** DO THIS **
Copy out the entries that follow word for word, leaving out the pictures.

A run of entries
## Start
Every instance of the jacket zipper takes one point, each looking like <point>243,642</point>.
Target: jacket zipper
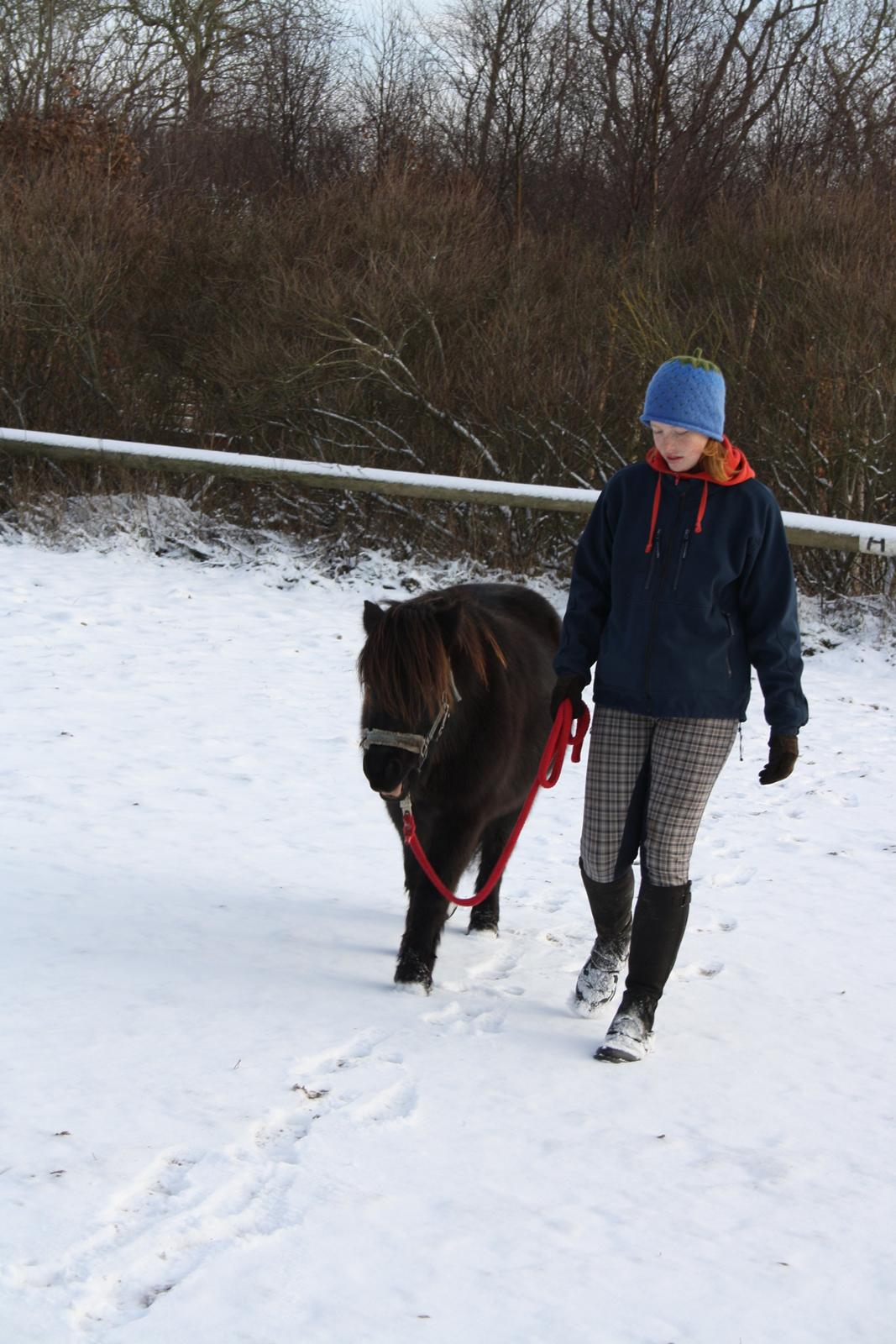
<point>654,558</point>
<point>656,613</point>
<point>681,559</point>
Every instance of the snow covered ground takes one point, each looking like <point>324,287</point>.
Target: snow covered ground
<point>222,1124</point>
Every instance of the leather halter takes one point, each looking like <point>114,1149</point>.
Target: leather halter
<point>417,743</point>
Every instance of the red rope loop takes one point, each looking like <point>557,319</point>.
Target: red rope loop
<point>547,776</point>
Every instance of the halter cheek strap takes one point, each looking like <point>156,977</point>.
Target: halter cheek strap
<point>411,741</point>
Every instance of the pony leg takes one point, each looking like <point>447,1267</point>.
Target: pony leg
<point>485,917</point>
<point>449,853</point>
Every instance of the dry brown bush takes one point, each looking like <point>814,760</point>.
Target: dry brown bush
<point>392,322</point>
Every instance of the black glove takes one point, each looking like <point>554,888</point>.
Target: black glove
<point>569,689</point>
<point>782,757</point>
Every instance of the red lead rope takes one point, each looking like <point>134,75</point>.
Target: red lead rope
<point>548,773</point>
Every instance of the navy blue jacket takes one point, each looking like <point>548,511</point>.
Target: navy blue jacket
<point>673,632</point>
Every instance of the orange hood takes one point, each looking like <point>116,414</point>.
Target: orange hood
<point>736,465</point>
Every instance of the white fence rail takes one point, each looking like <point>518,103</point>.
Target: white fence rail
<point>802,528</point>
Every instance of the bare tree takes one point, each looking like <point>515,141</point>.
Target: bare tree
<point>685,87</point>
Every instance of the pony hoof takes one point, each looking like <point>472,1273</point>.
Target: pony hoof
<point>412,971</point>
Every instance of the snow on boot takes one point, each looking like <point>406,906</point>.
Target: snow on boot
<point>611,913</point>
<point>658,927</point>
<point>597,983</point>
<point>629,1035</point>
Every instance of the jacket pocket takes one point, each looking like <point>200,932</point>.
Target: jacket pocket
<point>653,559</point>
<point>681,558</point>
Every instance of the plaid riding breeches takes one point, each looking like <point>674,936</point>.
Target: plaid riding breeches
<point>647,785</point>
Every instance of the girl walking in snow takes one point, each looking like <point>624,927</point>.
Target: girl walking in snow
<point>681,582</point>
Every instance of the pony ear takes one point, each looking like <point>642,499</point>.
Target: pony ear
<point>448,618</point>
<point>372,616</point>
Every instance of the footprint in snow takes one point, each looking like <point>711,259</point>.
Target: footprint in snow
<point>736,877</point>
<point>715,925</point>
<point>456,1021</point>
<point>186,1209</point>
<point>700,969</point>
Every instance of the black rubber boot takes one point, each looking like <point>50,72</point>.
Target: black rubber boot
<point>611,911</point>
<point>658,929</point>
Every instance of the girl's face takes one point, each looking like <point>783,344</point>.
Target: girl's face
<point>680,449</point>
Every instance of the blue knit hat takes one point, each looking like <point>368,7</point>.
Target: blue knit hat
<point>689,393</point>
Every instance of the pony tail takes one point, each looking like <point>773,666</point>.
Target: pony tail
<point>715,461</point>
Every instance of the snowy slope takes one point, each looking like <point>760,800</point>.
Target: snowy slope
<point>222,1124</point>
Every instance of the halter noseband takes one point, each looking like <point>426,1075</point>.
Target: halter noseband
<point>412,741</point>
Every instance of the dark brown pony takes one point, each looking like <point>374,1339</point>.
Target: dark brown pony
<point>457,689</point>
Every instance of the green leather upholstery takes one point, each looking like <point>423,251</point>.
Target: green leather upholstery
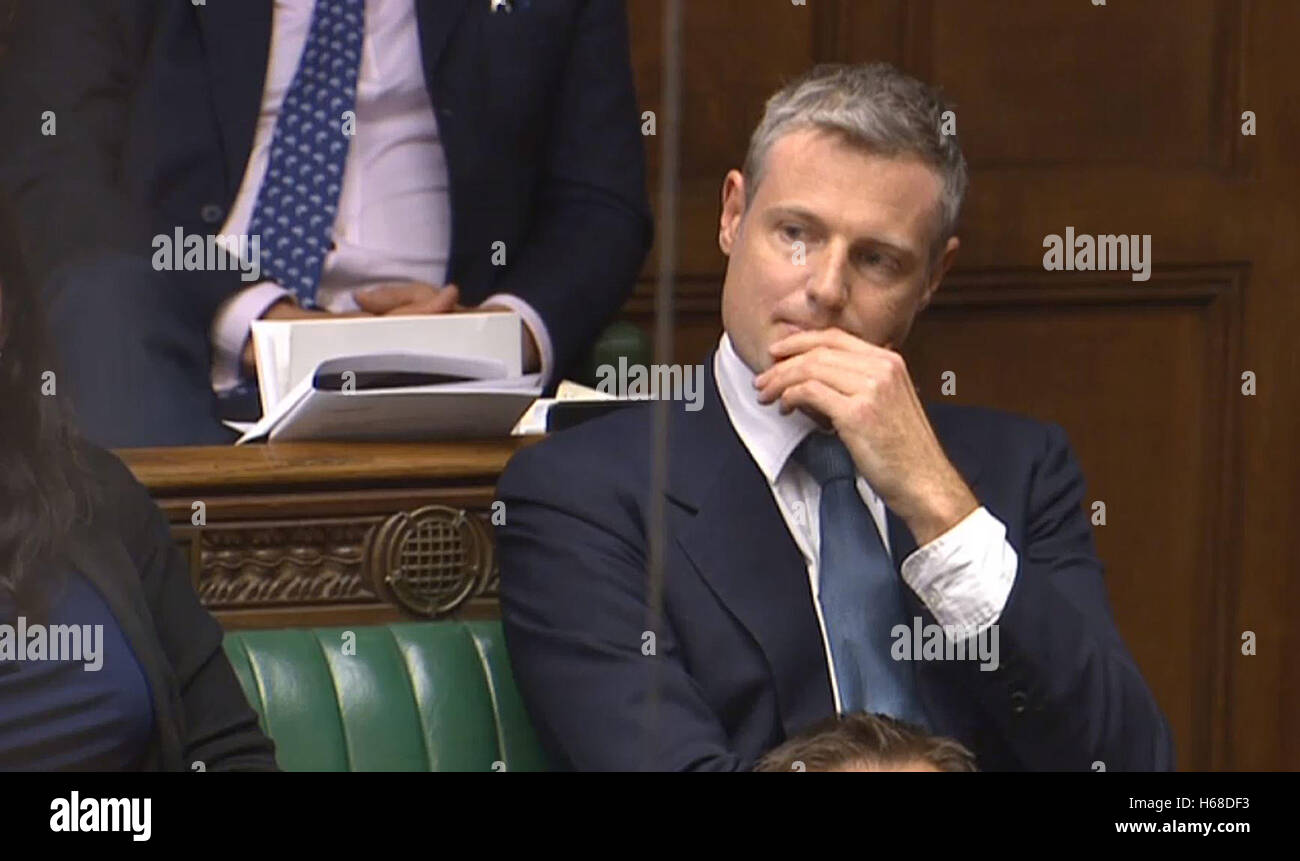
<point>619,340</point>
<point>423,696</point>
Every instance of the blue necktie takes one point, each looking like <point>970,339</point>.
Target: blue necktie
<point>861,593</point>
<point>298,199</point>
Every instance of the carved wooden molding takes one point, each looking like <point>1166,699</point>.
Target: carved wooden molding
<point>428,561</point>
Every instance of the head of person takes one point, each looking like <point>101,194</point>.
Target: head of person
<point>43,492</point>
<point>865,741</point>
<point>845,211</point>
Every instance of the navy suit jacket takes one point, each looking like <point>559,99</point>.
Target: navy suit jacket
<point>156,103</point>
<point>739,663</point>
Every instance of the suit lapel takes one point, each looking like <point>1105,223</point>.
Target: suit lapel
<point>237,43</point>
<point>437,18</point>
<point>742,548</point>
<point>740,544</point>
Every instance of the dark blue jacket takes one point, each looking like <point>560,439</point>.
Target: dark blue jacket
<point>739,662</point>
<point>155,104</point>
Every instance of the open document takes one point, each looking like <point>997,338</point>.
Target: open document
<point>428,377</point>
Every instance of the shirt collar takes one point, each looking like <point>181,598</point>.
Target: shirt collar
<point>768,436</point>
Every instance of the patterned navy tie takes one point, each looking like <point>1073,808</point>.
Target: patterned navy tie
<point>861,593</point>
<point>298,199</point>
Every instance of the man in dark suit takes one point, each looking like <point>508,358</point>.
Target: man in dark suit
<point>820,523</point>
<point>445,154</point>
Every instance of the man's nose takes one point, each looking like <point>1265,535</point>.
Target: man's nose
<point>828,278</point>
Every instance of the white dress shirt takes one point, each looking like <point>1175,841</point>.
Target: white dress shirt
<point>394,211</point>
<point>963,576</point>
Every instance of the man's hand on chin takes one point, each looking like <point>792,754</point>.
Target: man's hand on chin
<point>867,396</point>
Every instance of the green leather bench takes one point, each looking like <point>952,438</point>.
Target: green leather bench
<point>421,696</point>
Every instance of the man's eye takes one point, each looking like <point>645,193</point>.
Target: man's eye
<point>876,260</point>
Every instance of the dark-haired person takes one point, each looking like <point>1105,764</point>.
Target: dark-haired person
<point>865,741</point>
<point>82,544</point>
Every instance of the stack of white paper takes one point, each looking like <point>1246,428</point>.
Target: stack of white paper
<point>342,379</point>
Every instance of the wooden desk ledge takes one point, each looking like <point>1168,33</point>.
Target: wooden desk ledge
<point>289,466</point>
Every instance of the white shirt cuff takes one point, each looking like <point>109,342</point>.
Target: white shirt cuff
<point>230,329</point>
<point>966,574</point>
<point>534,324</point>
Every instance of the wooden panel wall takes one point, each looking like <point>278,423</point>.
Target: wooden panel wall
<point>1118,119</point>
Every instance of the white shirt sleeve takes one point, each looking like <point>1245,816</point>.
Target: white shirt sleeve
<point>534,324</point>
<point>966,574</point>
<point>230,328</point>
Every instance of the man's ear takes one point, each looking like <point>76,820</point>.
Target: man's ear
<point>940,269</point>
<point>733,210</point>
## End
** RESPONSE TO THIS EXERCISE **
Every instance of the jacket zipper takes one point, each looking like <point>243,642</point>.
Target: jacket zipper
<point>654,558</point>
<point>656,613</point>
<point>681,559</point>
Every instance of the snow covered ground takes one point, each looking like <point>324,287</point>.
Target: snow covered ground
<point>222,1124</point>
Every instance of the leather halter takes one point, each looking like <point>114,1149</point>.
Target: leather halter
<point>417,743</point>
Every instance of the red rope loop takes one point, each looking like <point>557,319</point>.
Target: red rope loop
<point>547,776</point>
Every instance of the halter cheek strap takes one point, each looking like <point>156,977</point>.
Target: halter cheek strap
<point>411,741</point>
Every instance of the pony leg takes one point, each looking like <point>447,1267</point>.
Target: pony leg
<point>485,917</point>
<point>449,853</point>
Every instance of the dry brown bush takes one point, each looking like <point>814,760</point>.
Target: dry brown bush
<point>392,322</point>
Every instance of the black glove takes one point, each looking like <point>554,888</point>.
Target: black glove
<point>569,689</point>
<point>782,757</point>
Every instance of the red lead rope takes one point, each looking like <point>134,75</point>.
Target: red lead rope
<point>548,773</point>
Every instance of the navy blue jacket takes one point, each looking like <point>548,511</point>.
Target: navy blue jacket
<point>673,632</point>
Every instance of the orange hood takes one point, each looking like <point>116,414</point>.
Target: orange hood
<point>736,465</point>
Every instance of the white fence rail takes one point, each looking like <point>518,103</point>.
Target: white fence rail
<point>802,528</point>
Every instance of the bare tree takes one point, each looking like <point>515,141</point>.
Target: bare tree
<point>685,87</point>
Every instance of the pony hoof takes one point, each looking like <point>472,1273</point>.
Target: pony hoof
<point>412,971</point>
Every instance of the snow on boot takes one point, each looking like <point>406,906</point>.
Target: snow on boot
<point>611,913</point>
<point>658,927</point>
<point>597,983</point>
<point>629,1035</point>
Every instance of the jacket pocket takes one point, each looking like <point>200,932</point>.
Target: jacket pocket
<point>653,559</point>
<point>681,558</point>
Every instance of the plaid riding breeches takes one point, each looking like <point>674,936</point>.
Target: plaid riding breeches
<point>647,785</point>
Every instance of the girl walking in snow takes one point, each looking like <point>624,927</point>.
Target: girl walking in snow
<point>681,582</point>
Every instance of the pony ear takes one point, each looking like <point>642,499</point>.
Target: pony ear
<point>448,618</point>
<point>372,616</point>
Every instance of the footprint in snow takes one point, each looking like <point>711,259</point>.
Target: footprint in snow
<point>736,877</point>
<point>715,925</point>
<point>456,1021</point>
<point>186,1209</point>
<point>700,969</point>
Every instance of the black rubber boot takes one point, each looking like <point>50,72</point>.
Target: black rubber boot
<point>611,911</point>
<point>658,929</point>
Every instance of the girl's face takes one point, each looking like <point>783,344</point>.
Target: girl's face
<point>680,449</point>
Every instance of the blue knit hat takes one point, each looking like <point>368,7</point>.
Target: blue knit hat
<point>689,393</point>
Every instance of the pony tail takes one point, each looking like <point>773,666</point>.
Target: pony tail
<point>715,461</point>
Every instance of the snowy slope takes one point, each looking like <point>760,800</point>.
Target: snowy slope
<point>222,1124</point>
Every instance of the halter noseband takes one point, each looking like <point>426,1075</point>.
Target: halter noseband
<point>412,741</point>
Every instance of the dark brown pony takes one point, each looking like <point>374,1339</point>.
Target: dark brown pony
<point>457,689</point>
Every instance of the green leather upholstery takes one point, each looking like <point>423,251</point>.
Target: green leather upholstery
<point>619,340</point>
<point>423,696</point>
Every instance of the blue necktie takes one point, each looking like <point>970,339</point>.
Target: blue necktie
<point>861,593</point>
<point>298,199</point>
Every instance of the carved wooden molding takes one point, each looking like <point>1166,699</point>.
Target: carved wooden molding
<point>428,561</point>
Every instance of the head of person takes one point, each looking like <point>101,194</point>.
Target: head of person
<point>43,492</point>
<point>865,741</point>
<point>845,211</point>
Every instance of the navy suit jacket takes one point, each looking like <point>559,99</point>.
Target: navy suit jacket
<point>156,103</point>
<point>739,663</point>
Every instance of the suit lapel takes one point, each looking like <point>1105,223</point>.
Target: suit lapel
<point>237,43</point>
<point>437,18</point>
<point>742,548</point>
<point>740,544</point>
Every instance of the dark blue jacket takes one point, each looking like <point>560,439</point>.
Target: dark blue jacket
<point>739,662</point>
<point>155,104</point>
Every instance of the open document takes one point, each looking like <point>997,338</point>.
Target: open document
<point>428,377</point>
Every instance of the shirt collar takes one point, each looking like <point>181,598</point>.
Target: shirt collar
<point>768,436</point>
Every instance of the patterned navy tie takes one point, each looking like <point>1073,808</point>.
Target: patterned navy tie
<point>861,593</point>
<point>298,199</point>
Every instance of the man in dark suit takes one point, each looking like <point>508,358</point>.
Target: man in dark suit
<point>820,523</point>
<point>445,154</point>
Every instance of the man's nose takes one point, each looking like <point>1265,535</point>.
Target: man's nose
<point>828,278</point>
Every instance of the white dress shirt takes one point, each looking like <point>1175,841</point>.
Target: white dress shirt
<point>394,211</point>
<point>963,576</point>
Every instance of the man's hand on chin takes one point, each looking like <point>792,754</point>.
Target: man's hand on chin
<point>867,396</point>
Every instance of the green leather bench takes one point, each looking like <point>952,438</point>.
Target: green leather bench
<point>421,696</point>
Every instance of the man's eye takes one point, each looking like <point>645,193</point>.
Target: man's eye
<point>876,260</point>
Every instance of the dark-haired person takes one point, each looking like <point>1105,764</point>.
Target: dark-haired person
<point>865,741</point>
<point>82,544</point>
Every instance of the stack of white paper takes one point, each looking like <point>1246,428</point>.
Target: stack of white paper
<point>342,379</point>
Every instance of the wooden desk ledge takes one point, each looking like <point>1168,33</point>.
Target: wooden desk ledge
<point>289,466</point>
Every instance of the white shirt cuff takes one point, each looking like <point>109,342</point>.
Target: white shirt cuff
<point>230,329</point>
<point>966,574</point>
<point>534,324</point>
Every instance of the wooden panel wall takes one point, each looking like <point>278,423</point>.
Target: wooden panel wall
<point>1118,119</point>
Every instance of the white shirt sleeve takes one point, each looking like <point>1245,816</point>.
Target: white shirt sleeve
<point>534,324</point>
<point>966,574</point>
<point>230,328</point>
Every instance of the man's ear takes one point, each looking like <point>76,820</point>.
Target: man's ear
<point>940,269</point>
<point>733,210</point>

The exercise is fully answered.